Problem:
Filter the lines below, keeping every one that contains the string "rough".

Records from a data collection
*** Begin section ***
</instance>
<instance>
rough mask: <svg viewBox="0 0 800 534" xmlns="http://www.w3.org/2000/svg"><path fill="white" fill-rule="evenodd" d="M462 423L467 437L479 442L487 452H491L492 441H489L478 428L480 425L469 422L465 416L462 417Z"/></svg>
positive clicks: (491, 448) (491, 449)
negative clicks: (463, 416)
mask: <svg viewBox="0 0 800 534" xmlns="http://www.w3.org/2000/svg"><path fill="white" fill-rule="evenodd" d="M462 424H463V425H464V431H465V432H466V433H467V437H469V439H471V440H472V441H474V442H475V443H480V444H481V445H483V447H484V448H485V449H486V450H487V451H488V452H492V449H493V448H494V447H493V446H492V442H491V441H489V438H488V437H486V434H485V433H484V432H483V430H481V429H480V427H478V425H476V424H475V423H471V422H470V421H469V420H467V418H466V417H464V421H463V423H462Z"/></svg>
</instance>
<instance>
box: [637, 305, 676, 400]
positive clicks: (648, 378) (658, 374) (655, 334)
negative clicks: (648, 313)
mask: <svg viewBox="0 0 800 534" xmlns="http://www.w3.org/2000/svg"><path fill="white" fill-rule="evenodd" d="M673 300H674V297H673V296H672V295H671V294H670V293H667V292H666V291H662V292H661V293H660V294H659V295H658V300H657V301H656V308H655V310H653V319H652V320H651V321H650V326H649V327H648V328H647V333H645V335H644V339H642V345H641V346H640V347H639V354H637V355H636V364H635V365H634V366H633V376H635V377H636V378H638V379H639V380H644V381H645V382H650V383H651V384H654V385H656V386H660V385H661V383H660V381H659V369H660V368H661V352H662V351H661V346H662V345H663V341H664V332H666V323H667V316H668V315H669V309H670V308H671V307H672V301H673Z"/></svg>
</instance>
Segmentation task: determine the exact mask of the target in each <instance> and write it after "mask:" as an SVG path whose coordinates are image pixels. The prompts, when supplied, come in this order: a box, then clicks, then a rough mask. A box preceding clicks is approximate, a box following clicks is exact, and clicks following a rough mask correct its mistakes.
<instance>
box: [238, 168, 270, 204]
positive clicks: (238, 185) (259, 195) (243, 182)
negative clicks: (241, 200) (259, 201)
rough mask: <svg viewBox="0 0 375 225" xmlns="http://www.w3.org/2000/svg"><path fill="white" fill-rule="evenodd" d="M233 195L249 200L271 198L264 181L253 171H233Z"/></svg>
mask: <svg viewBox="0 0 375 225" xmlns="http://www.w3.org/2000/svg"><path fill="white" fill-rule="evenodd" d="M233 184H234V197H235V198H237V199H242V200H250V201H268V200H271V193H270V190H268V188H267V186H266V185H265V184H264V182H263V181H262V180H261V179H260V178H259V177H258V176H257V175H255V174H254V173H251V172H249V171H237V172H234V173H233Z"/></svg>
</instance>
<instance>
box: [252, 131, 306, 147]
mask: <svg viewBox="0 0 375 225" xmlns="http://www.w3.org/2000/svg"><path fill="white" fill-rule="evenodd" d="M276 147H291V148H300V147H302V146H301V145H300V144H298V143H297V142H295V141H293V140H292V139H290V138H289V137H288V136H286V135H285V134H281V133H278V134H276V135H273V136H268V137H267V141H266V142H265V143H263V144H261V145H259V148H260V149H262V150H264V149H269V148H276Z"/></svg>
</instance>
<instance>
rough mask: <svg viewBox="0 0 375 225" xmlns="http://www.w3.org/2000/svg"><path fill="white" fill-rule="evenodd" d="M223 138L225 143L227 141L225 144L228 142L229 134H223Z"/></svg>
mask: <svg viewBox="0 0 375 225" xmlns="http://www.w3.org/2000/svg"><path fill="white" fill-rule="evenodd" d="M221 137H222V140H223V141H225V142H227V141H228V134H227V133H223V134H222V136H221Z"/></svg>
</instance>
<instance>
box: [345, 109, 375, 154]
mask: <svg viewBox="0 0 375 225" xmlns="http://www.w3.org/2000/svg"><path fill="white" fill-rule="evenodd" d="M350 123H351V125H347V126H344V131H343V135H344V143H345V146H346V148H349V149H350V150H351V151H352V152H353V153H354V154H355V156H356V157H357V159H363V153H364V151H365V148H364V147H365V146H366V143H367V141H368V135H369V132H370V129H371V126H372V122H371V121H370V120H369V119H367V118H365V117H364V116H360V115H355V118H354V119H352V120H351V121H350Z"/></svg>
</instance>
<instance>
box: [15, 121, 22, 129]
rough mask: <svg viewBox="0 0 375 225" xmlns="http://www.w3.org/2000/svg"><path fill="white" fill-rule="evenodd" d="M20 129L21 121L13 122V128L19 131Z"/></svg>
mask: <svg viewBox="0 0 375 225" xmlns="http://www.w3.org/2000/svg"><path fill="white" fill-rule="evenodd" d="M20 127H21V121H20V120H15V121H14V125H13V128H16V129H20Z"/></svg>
*** End section ***
The completed task:
rough mask: <svg viewBox="0 0 800 534" xmlns="http://www.w3.org/2000/svg"><path fill="white" fill-rule="evenodd" d="M462 423L467 437L479 442L487 452H491L492 441H489L478 428L480 425L469 422L465 416L462 417Z"/></svg>
Segmentation task: determine the exact mask of the target in each <instance> and write it after "mask:" as an SVG path whose coordinates are image pixels. The prompts, when supplied, come in this order: a box, then clicks, then a rough mask. A box preceding clicks is approximate, a box following clicks is exact, and clicks following a rough mask correct its mistakes.
rough mask: <svg viewBox="0 0 375 225" xmlns="http://www.w3.org/2000/svg"><path fill="white" fill-rule="evenodd" d="M233 195L249 200L271 198L264 181L253 171H233Z"/></svg>
rough mask: <svg viewBox="0 0 375 225" xmlns="http://www.w3.org/2000/svg"><path fill="white" fill-rule="evenodd" d="M223 138L225 143L227 141L225 144L228 142L229 134H223Z"/></svg>
rough mask: <svg viewBox="0 0 375 225" xmlns="http://www.w3.org/2000/svg"><path fill="white" fill-rule="evenodd" d="M20 129L21 121L13 122V128L19 131Z"/></svg>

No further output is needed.